WHAT TO DO: Restate all of the data exactly.

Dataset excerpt
***

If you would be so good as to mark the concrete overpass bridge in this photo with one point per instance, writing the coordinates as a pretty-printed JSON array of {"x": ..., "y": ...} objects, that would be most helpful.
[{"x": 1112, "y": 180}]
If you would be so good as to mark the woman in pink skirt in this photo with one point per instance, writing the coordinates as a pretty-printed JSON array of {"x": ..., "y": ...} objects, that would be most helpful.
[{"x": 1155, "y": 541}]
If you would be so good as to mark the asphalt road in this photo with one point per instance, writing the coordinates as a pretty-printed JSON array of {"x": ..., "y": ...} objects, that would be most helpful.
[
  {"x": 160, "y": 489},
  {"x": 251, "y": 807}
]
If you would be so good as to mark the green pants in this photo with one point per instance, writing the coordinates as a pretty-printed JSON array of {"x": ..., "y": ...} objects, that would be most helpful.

***

ANSWER IN FULL:
If you would be so good as to mark the concrete overpass bridge in this photo with one point per instance, writing the coordinates as a pretty-printed JSON array of {"x": ..., "y": ...} objects, that would be most helpful.
[{"x": 1112, "y": 180}]
If you would be so good as to mark the woman in pink skirt in this photo with one point per instance, writing the coordinates as a pretty-printed JSON array of {"x": ..., "y": ...} objects, that would be most helpful.
[{"x": 1155, "y": 541}]
If you would be so good as to mark the asphalt road in this photo with one point per instance, writing the coordinates as a pretty-printed JSON array of {"x": ..., "y": ...} objects, that would be most helpful.
[
  {"x": 160, "y": 489},
  {"x": 251, "y": 807}
]
If you would be so good as to mark the green pants in this photo with one point per instance, writing the coordinates as a pretty-printed JSON array of {"x": ..., "y": ...} objects, that would be most helpful.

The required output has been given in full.